## Passage
++++++++++++++++++++
Statistics have shown that at least 10% of the general population consider themselves to be lesbian or gay, and many more consider themselves to be bisexual. It is very likely that you will meet individuals who are lesbian, gay, bisexual, or transgender.

"The first step in becoming an ally is to know oneself... is important that one first become aware of one's own feelings about lesbian, gay, and bisexual people so one can deal with any negative or uncomfortable feelings before offering oneself as an ally" (Rapp, 1995).


Attitudes towards the sexual minority (Riddle, 1996):
  • Repulsion - Being gay is pathological and immoral, and as such, any method is appropriate to eradicate it
  • Pity - Being straight is the only right or normal sexual orientation, and those who are unable to be or become straight should be pitied
  • Tolerance - LGBT identities are merely and adolescent phase, which individuals will or should grow out of
  • Acceptance - It's okay if I don't have to see it or know about it. Being gay is something distasteful which must be accepted, but it is not to be embraced
  • Support - Homophobia is wrong. People in this stage have a basic awareness of homophobia's existence, although they may not yet be comfortable with LGBT individuals
  • Admiration - It is difficult to be an LGBT person. People in this stage are willing to examine their own homophobia
  • Appreciation - People in this stage recognize the contributions of LGBT individuals, and see them as an important part of the human community. These people are willing to address their own homophobia and that of others
  • Nurturance - People in this stage genuinely and fully embrace LGBT individuals. They are willing to be advocates for LGBT issues

Personal assessment of homophobia/heterosexism: Knowing where you stand
  • Do you stop yourself from doing or saying certain things because someone might think you're LGBT?
  • Do you ever intentionally do or say things so that people will think you're not LGBT?
  • Do you believe that LGBT individuals can influence you and/or others to change their sexual orientation?
  • How do you think you would feel if you discovered that on of your parents, brother/sister were LGBT?
  • Would you go to a physician/provider whom you knew to be LGBT?
  • If someone you care about said, "I think I'm gay," would you suggest that the person see a therapist?
  • Have you ever been to an LGBT function, bar, event, etc.? If not, why not?

It is also important to understand the effects of heterosexism. The following is a list of stereotypes at the root of heterosexist attitudes:

Oversexualization:

  • Assuming that LGBT individuals are only sexual beings
  • Assuming that every same-sex attraction is sexual
  • Assuming that LGBT individuals are probably interested in you sexually
  • Interpreting everything that LGBT individuals do in terms of their sexuality
  • Avoiding touch or being close or scared of LGBT individuals in general

Denying significance, personally:

  • Commenting "it doesn't matter to me that you are LGBT. A basic part of someone's identity and sense of self should matter; it just shouldn't matter negatively
  • Expecting people to avoid talking about being LGLT; expecting them not to talk about their partners or relationships

Denying significance, politically:

  • Criticizing LGBT individuals for "making an issue" of their sexuality
  • Not understanding that in our culture, which is alternatively oblivious to LGBT individuals (even dangerous), sexuality is a political issue
  • Not seeing that heterosexuality is politically supported by giving legal, financial, and emotional privilege to heterosexual relationships while legally denying LGBT individuals involved in same-sex relationships housing, jobs, child custody, etc.
++++++++++++++++++++
## Extracted data
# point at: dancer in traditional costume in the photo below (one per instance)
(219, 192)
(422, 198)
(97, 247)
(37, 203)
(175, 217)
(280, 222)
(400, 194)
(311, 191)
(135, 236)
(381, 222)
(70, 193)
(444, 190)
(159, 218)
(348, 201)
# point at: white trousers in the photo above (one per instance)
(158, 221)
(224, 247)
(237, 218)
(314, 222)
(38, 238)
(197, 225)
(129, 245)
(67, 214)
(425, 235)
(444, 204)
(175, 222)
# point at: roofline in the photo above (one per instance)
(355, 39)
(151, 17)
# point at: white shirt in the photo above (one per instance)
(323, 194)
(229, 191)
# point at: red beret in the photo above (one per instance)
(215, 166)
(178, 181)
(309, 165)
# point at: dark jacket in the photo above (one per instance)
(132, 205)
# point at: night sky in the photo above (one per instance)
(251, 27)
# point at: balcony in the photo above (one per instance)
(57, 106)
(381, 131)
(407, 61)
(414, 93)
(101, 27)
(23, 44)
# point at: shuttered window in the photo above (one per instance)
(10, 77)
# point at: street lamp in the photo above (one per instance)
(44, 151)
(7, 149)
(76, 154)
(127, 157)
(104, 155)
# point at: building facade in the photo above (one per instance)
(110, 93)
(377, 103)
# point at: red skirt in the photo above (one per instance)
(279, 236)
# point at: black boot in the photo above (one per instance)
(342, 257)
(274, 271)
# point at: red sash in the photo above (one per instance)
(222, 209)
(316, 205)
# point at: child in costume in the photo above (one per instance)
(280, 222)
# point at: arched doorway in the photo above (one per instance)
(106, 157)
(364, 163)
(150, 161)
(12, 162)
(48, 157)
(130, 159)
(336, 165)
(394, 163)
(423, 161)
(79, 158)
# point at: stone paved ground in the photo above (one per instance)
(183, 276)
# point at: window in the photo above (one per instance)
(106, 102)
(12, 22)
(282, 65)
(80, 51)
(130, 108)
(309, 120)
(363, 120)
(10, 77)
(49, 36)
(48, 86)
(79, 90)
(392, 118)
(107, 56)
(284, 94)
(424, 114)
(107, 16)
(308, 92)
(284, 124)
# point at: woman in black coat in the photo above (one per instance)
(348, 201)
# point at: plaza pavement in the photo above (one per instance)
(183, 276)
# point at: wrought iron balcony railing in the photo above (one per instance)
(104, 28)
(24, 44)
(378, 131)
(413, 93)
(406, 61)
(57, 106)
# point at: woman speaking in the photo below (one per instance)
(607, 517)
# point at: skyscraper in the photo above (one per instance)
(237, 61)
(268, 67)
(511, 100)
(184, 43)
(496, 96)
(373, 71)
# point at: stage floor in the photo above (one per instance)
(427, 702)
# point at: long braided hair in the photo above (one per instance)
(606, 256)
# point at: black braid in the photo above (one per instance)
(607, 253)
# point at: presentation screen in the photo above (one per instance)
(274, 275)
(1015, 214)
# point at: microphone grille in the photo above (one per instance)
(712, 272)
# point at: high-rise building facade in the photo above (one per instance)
++++++++++++++++++++
## Required tasks
[A] In the passage on becoming an LGBT ally, which attitude stage describes people who are willing to be advocates for LGBT issues?
[B] Say whether each statement agrees with the passage on becoming an LGBT ally, answering yes or no and quoting the deciding words.
(i) People in the Admiration stage are willing to examine their own homophobia.
(ii) People in the Support stage are fully comfortable with LGBT individuals.
(iii) Heterosexuality is politically supported through legal, financial, and emotional privilege.
[C] Carry on the passage on becoming an LGBT ally, starting after its last bullet point.

## Task-by-task outputs
[A] Nurturance

[B]
(i) Yes: "People in this stage are willing to examine their own homophobia"
(ii) No: "although they may not yet be comfortable with LGBT individuals"
(iii) Yes: "heterosexuality is politically supported by giving legal, financial, and emotional privilege to heterosexual relationships"

[C]
Labeling LGBT a problem:

  • Diagnosing or labeling LGBT as a condition for which there is a cure. While these individuals may need support around LGBT issues, it does not necessarily mean that being LGBT is the problem

Making invisible:

  • Assuming that everyone is heterosexual until proven otherwise
  • Always asking women about boyfriends, and men about girlfriends
  • Assuming that marriage is everyone's goal
  • Assuming that heterosexism doesn't exist because you can't see it
  • Considering heterosexism less significant that other oppressions

Generalizing:

  • Assuming that one LGBT individual represents all of them
  • Conversely, completely separating one individual you know by saying, "You're okay and not like the rest of them"

Expecting to be taught:

  • Putting the burden of responsibility for educating and working toward change on the LGBT individual
  • Forcing LGBT individuals to always take the initiative in "coming out"
  • Not making openings for people to "come out" by acknowledging in conversations the possibility of non-heterosexual relations
  • Becoming upset if every LGBT individual is not always patient about educating you

Misdefining:

  • Confusing bisexuality with non-monogamy
  • Assuming that lesbians hate men
  • Assuming that LGBT individuals want to "convert" heterosexuals
  • Trying to help someone "go straight"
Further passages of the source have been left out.